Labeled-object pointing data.
---

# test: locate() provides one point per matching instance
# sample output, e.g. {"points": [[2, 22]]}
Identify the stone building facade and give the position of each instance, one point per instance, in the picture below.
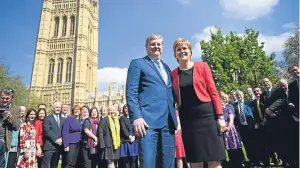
{"points": [[67, 36]]}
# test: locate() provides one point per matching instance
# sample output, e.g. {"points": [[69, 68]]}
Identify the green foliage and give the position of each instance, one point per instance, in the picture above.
{"points": [[291, 51], [237, 62]]}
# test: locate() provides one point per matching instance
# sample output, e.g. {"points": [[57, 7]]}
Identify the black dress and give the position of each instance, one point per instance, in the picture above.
{"points": [[200, 132]]}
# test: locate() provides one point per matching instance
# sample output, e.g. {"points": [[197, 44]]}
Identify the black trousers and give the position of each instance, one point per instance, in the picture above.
{"points": [[290, 151], [12, 160], [246, 134], [259, 148], [71, 155], [128, 162], [51, 158], [236, 158], [89, 160], [273, 138], [2, 154]]}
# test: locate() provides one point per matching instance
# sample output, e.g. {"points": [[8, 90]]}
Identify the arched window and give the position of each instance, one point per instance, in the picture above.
{"points": [[91, 37], [64, 30], [72, 28], [59, 70], [51, 71], [69, 70], [56, 27]]}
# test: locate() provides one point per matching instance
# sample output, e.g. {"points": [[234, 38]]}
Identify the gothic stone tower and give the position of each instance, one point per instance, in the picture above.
{"points": [[67, 40]]}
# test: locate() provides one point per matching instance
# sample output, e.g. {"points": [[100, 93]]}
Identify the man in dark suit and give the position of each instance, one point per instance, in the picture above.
{"points": [[151, 108], [10, 123], [260, 151], [244, 122], [293, 103], [272, 98], [52, 127]]}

---

THE EXERCISE. How many lines in the data above contain the string "sample"? Reply with the number alone.

SOLUTION. 7